Imagem retirada do site The Long Tail. |
Na manhã de 17 de Novembro mudei
os planos que tinha e fui ao CCB por duas razões: o título curioso do simpósio
internacional organizado pelo Lisbon Estoril Film Festival, Arte vs. Cultura e Indústrias Culturais;
e o facto do escritor Hanif Kureishi fazer parte do primeiro painel.
Acabou por ser uma experiência
frustrante. Fiz um grande esforço para perceber de que forma aquilo que a
maioria dos intervenientes dizia se relacionava, realmente, com o tema do
simpósio, o qual me tinha parecido tão intrigante. No fim, senti-me como se
tivesse assistido a uma conversa privada, que teria acontecido de qualquer
forma, independentemente do título do simpósio. Rancière, Benjamin, Adorno, Horkheimer e outros foram mencionados mais que uma vez e era óbvio que alguns
dos intervenientes estavam mesmo a divertir-se entre eles, enquanto eu tentava
controlar a minha frustração e o sentimento que tinha desperdiçado a minha
manhã.

O QUE FAZER:
1/ No texto sobre o simpósio no CCB, que festival organizou o simpósio?
2/ Dê continuidade ao texto sobre o simpósio no CCB, a partir da última frase.

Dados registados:
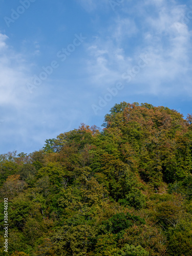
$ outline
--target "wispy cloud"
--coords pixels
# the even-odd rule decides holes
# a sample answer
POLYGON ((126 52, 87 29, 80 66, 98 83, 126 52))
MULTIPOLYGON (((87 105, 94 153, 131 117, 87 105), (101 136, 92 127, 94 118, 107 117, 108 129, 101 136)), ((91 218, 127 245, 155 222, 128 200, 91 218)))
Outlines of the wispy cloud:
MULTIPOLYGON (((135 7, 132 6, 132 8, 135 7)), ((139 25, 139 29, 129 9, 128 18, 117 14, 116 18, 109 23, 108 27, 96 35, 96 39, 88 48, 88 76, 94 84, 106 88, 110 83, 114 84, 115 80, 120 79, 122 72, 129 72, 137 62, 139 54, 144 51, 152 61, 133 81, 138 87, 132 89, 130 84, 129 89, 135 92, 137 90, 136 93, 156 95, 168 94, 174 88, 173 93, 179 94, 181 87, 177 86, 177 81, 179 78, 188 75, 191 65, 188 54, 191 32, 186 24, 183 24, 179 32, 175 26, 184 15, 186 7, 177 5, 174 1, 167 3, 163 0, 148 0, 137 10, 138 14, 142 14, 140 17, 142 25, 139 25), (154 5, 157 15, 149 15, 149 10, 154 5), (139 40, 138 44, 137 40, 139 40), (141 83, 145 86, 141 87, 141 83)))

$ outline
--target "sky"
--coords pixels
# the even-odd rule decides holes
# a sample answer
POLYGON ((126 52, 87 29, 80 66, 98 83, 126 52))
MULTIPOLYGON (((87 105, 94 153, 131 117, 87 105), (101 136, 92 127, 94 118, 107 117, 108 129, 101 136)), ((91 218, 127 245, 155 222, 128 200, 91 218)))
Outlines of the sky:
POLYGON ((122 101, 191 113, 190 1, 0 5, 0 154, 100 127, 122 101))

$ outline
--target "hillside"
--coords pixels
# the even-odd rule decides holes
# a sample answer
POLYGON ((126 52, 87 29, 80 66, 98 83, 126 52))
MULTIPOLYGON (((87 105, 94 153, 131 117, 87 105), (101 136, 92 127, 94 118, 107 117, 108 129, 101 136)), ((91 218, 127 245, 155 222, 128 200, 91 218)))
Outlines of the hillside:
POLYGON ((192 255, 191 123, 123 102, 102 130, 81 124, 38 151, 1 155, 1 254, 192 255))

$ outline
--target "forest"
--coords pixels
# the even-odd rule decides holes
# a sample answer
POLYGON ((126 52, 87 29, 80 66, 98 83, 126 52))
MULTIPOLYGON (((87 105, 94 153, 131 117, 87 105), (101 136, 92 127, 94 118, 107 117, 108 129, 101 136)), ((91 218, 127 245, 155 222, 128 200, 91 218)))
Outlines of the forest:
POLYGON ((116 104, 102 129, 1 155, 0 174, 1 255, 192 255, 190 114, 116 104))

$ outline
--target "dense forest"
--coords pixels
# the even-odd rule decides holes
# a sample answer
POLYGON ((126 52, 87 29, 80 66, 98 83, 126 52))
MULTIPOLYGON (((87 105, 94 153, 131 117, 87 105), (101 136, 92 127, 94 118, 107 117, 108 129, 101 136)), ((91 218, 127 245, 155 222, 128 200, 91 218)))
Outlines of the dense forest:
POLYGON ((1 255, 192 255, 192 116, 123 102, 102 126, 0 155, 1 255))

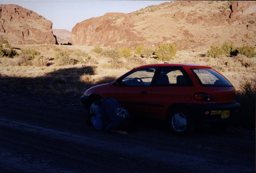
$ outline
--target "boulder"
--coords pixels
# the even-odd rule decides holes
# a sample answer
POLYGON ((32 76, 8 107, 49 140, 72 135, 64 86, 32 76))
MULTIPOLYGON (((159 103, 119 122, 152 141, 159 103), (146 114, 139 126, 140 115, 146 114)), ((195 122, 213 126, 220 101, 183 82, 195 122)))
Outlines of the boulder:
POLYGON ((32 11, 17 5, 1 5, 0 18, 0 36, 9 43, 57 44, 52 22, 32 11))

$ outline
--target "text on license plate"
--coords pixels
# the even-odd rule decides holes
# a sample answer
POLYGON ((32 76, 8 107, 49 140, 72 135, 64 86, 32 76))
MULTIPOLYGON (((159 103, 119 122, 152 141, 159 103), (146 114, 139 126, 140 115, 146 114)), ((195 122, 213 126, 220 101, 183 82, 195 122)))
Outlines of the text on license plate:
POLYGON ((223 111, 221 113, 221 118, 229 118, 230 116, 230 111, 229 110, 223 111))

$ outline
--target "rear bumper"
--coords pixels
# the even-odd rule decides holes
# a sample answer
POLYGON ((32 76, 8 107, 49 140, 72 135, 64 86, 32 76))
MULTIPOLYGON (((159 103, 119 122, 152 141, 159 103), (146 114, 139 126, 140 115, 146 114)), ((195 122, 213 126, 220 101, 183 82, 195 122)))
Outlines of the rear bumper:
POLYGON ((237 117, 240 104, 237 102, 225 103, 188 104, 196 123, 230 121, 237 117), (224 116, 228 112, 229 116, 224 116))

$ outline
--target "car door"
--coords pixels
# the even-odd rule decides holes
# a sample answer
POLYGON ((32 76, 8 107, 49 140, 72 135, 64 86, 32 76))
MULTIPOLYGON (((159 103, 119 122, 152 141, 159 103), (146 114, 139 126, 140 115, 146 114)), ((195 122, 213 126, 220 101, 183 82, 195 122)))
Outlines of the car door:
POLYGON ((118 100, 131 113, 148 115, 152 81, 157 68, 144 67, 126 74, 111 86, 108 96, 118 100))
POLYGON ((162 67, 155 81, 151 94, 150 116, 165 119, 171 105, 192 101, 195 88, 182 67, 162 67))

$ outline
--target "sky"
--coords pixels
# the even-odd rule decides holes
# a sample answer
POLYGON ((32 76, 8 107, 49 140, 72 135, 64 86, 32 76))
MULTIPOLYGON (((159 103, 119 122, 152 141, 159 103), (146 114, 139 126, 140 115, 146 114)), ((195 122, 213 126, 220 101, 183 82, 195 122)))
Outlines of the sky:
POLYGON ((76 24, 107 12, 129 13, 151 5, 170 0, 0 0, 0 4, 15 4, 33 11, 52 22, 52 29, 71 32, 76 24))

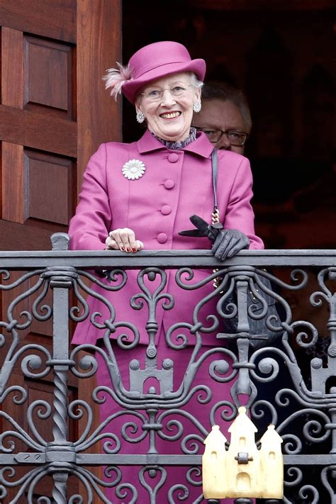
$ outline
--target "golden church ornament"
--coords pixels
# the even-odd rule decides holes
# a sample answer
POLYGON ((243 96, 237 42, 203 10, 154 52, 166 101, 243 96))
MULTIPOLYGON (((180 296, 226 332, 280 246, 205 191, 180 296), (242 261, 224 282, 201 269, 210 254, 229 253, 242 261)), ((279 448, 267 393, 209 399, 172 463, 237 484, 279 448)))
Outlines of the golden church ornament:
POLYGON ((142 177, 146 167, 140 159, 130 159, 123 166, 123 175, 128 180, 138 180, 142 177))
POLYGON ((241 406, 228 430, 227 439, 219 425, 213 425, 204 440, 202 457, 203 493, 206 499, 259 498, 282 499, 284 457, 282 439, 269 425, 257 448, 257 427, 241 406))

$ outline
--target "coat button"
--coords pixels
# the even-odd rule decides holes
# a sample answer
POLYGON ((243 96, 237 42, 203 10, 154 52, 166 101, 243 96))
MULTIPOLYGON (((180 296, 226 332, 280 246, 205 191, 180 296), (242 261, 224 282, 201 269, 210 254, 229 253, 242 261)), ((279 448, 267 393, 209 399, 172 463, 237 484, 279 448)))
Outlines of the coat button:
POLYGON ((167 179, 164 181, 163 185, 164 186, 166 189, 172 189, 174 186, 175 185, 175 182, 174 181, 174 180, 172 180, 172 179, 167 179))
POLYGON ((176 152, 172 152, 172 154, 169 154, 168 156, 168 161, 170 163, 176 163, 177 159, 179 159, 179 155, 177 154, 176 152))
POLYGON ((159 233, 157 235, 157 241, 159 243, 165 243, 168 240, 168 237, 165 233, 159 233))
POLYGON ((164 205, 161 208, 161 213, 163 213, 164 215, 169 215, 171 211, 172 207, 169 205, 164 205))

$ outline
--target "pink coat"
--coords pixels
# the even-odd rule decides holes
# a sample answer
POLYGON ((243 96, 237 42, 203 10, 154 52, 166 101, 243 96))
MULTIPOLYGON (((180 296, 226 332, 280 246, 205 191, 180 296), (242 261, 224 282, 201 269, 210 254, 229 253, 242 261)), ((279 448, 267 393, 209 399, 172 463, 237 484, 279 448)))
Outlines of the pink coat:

RESPOSTAS ÀS TAREFAS:
1/ O Lisbon Estoril Film Festival.

2/
Acabei por sair sem ter percebido
a afirmação “Arte vs. Cultura”, mas acho que percebi uma outra coisa: alguns
dos intervenientes lamentavam o facto da ‘indústria’ dominar a criatividade,
não deixando espaço para trabalhos menos ‘populares’ ou menos ‘mainstream’
serem conhecidos (e talvez… tornar-se tão ‘populares’ ou tão ‘comerciais’ como
outros?). Houve momentos em que a queixa não parecia ser o facto de terem sido
deixados sem espaço, mas o facto da ‘indústria’ não lhes permitir terem
audiências igualmente grandes. Confuso, não?
Achei estranho que esta pudesse
ser uma questão nos dias que correm. E achei também que, se era este o assunto
que era suposto ser discutido sob o título “Arte vs. Cultura e Indústrias
Culturais”, o painel deveria ter incluído um ou dois oradores que pudessem ter
baixado a idade média dos intervenientes dos 65 anos (Hanif Kureishi tentou, na
verdade, re-centrar o debate, mencionado o que tem estado a observar entre os
seus filhos e os amigos destes, confiante de que hoje em dia há muita
criatividade, graças também às novas tecnologias, mas ninguém seguiu a deixa,
por isso ele desistiu e, visivelmente aborrecido, concentrou-se no seu
telemóvel…).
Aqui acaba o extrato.